> EXERCISE AIM: Report each line from the records below that contains the string "structure", copying every such line in full.

> GIVEN RECORDS:
— begin —

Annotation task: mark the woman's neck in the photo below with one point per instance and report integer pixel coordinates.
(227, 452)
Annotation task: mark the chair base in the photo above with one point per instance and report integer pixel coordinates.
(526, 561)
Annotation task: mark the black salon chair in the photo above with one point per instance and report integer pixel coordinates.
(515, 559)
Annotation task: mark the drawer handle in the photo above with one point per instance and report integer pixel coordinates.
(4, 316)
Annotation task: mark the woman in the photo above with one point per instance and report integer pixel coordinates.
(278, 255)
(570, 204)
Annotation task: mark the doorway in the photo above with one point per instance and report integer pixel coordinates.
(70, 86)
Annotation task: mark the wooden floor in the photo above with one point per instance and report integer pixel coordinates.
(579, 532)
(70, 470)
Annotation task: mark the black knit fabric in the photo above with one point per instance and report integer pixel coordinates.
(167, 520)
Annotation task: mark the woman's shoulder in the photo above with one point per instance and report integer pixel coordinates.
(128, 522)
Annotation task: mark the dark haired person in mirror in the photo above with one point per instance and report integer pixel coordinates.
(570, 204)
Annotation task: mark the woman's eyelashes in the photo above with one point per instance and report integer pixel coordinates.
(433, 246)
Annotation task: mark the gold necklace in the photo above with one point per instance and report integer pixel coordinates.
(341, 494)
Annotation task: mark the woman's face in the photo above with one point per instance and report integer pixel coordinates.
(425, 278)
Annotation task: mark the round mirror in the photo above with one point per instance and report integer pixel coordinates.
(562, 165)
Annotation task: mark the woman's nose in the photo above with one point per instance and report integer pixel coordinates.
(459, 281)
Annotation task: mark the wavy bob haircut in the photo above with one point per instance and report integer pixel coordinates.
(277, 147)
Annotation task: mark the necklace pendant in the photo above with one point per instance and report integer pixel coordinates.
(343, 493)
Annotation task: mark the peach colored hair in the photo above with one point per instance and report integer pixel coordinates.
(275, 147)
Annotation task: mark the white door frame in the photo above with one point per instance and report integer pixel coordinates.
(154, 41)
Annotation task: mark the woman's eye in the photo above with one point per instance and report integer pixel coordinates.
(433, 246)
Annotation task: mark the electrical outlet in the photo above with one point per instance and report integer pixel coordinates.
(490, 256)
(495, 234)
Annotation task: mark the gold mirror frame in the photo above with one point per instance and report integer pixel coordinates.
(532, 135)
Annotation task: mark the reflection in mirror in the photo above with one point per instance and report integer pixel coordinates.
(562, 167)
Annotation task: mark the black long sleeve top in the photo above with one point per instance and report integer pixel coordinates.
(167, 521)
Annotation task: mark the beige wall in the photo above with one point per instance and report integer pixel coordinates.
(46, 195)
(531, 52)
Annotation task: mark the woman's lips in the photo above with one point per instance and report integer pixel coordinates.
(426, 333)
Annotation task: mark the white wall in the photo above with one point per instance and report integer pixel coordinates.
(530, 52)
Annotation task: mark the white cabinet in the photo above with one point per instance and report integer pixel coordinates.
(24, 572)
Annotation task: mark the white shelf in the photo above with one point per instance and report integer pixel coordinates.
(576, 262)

— end —
— begin —

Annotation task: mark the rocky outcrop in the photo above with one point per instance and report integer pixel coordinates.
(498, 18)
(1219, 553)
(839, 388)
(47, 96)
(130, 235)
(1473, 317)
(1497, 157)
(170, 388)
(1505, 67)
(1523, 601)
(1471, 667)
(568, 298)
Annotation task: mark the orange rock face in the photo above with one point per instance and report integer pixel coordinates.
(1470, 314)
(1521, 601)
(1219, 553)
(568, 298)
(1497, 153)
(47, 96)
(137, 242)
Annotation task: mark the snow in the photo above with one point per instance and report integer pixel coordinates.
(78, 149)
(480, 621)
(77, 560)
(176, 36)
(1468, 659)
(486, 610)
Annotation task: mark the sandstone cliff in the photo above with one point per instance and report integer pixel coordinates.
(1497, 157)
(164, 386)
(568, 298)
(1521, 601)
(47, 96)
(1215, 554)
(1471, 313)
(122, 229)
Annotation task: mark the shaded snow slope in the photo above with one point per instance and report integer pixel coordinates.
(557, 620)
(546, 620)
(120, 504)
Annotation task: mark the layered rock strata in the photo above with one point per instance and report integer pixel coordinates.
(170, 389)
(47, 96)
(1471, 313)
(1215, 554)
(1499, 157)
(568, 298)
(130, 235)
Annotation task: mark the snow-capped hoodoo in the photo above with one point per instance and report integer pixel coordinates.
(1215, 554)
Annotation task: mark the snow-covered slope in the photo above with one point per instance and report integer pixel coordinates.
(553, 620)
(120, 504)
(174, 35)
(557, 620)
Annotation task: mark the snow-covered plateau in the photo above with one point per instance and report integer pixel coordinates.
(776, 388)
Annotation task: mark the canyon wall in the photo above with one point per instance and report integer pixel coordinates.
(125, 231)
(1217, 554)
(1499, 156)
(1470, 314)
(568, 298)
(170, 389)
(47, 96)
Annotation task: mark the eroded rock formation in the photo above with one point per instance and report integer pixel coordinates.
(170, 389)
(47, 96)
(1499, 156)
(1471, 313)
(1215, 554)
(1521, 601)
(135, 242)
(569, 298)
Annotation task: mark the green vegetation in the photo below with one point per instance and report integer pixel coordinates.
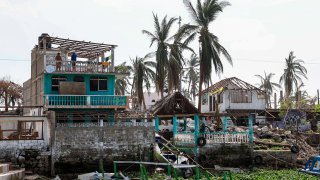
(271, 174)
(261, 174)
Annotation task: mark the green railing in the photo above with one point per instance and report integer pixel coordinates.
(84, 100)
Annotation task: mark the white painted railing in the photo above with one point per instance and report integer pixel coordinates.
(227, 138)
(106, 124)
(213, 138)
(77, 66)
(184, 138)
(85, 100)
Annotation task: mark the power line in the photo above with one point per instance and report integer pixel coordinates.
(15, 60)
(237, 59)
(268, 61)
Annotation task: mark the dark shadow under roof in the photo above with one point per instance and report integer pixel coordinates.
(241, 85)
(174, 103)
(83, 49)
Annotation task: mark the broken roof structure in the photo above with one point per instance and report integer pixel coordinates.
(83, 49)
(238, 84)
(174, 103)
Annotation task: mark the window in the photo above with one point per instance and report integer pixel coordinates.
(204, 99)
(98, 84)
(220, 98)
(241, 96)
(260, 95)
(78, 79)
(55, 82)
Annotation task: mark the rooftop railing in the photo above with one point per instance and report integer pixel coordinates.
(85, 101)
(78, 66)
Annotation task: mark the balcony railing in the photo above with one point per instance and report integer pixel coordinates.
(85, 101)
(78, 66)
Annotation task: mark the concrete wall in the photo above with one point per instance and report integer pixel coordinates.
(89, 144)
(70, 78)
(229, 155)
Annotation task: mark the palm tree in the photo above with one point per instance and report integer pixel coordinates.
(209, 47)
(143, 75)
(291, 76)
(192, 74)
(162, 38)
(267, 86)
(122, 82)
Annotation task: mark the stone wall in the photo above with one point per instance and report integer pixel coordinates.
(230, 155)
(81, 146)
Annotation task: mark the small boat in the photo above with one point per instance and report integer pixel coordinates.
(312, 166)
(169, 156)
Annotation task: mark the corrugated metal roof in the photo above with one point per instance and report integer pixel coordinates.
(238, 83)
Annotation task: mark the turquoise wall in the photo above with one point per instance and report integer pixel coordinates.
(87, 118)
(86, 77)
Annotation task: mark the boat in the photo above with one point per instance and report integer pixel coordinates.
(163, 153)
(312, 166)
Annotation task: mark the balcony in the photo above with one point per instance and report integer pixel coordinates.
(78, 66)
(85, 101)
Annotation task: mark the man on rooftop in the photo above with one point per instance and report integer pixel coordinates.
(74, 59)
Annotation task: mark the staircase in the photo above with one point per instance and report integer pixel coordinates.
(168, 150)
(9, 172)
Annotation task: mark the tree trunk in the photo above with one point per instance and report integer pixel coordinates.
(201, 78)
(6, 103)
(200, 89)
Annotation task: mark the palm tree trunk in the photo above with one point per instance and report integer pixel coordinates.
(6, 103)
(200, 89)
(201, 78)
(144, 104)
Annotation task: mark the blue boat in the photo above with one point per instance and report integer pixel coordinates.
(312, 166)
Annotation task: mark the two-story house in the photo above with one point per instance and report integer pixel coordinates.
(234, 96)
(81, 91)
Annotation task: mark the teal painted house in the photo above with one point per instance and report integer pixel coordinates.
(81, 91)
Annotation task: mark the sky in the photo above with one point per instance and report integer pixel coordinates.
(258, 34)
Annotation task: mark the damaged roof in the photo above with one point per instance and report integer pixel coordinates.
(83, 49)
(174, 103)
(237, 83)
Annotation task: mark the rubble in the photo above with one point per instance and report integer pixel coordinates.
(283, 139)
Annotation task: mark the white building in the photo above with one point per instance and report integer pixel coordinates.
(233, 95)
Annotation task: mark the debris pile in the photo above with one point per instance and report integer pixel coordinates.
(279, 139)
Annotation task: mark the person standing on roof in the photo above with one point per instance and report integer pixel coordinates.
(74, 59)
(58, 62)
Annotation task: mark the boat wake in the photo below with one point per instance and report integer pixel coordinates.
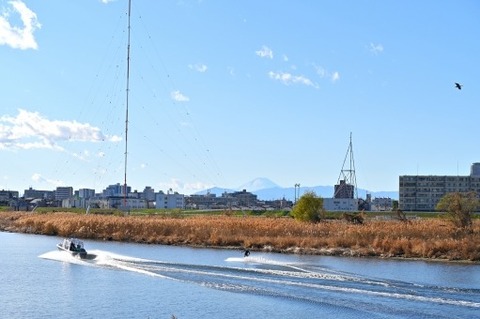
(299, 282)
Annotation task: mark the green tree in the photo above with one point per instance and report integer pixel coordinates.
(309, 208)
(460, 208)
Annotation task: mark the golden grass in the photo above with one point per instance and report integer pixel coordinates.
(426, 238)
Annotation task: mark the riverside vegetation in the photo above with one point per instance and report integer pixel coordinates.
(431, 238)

— end —
— begin —

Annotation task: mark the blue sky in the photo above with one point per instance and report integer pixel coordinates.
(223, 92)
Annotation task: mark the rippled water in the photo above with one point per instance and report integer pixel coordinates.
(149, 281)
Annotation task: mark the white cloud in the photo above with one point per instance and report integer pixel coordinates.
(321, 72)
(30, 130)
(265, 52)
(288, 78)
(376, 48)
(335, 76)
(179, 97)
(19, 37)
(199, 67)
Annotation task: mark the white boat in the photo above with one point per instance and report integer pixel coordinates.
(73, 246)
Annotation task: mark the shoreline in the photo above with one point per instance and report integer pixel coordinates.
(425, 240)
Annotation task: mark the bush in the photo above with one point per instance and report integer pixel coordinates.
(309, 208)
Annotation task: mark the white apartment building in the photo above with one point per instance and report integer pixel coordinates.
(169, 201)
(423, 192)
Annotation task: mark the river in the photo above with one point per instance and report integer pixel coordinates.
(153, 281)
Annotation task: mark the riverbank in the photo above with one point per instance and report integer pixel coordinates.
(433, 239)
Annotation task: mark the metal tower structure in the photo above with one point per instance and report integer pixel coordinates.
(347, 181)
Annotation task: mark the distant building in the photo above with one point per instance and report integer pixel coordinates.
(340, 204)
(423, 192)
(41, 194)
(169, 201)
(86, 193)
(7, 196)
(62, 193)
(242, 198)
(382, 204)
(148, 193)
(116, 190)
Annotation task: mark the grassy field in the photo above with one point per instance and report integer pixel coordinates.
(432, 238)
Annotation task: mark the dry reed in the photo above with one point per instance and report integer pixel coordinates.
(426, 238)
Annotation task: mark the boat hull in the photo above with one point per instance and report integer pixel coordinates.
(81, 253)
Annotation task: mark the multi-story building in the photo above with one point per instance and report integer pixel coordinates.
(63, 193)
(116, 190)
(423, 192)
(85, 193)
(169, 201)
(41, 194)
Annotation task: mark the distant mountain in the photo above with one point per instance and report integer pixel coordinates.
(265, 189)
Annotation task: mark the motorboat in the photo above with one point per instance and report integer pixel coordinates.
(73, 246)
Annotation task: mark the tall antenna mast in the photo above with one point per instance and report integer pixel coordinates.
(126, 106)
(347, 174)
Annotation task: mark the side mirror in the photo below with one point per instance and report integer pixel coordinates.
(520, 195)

— end —

> OUTPUT FOR THIS EXERCISE:
Annotation task: mark the broken roof structure in the photo above with one point per instance and report integer pixel coordinates.
Annotation task: mark the metal tower structure in the photo above with one point per instance and report integer pixel coordinates.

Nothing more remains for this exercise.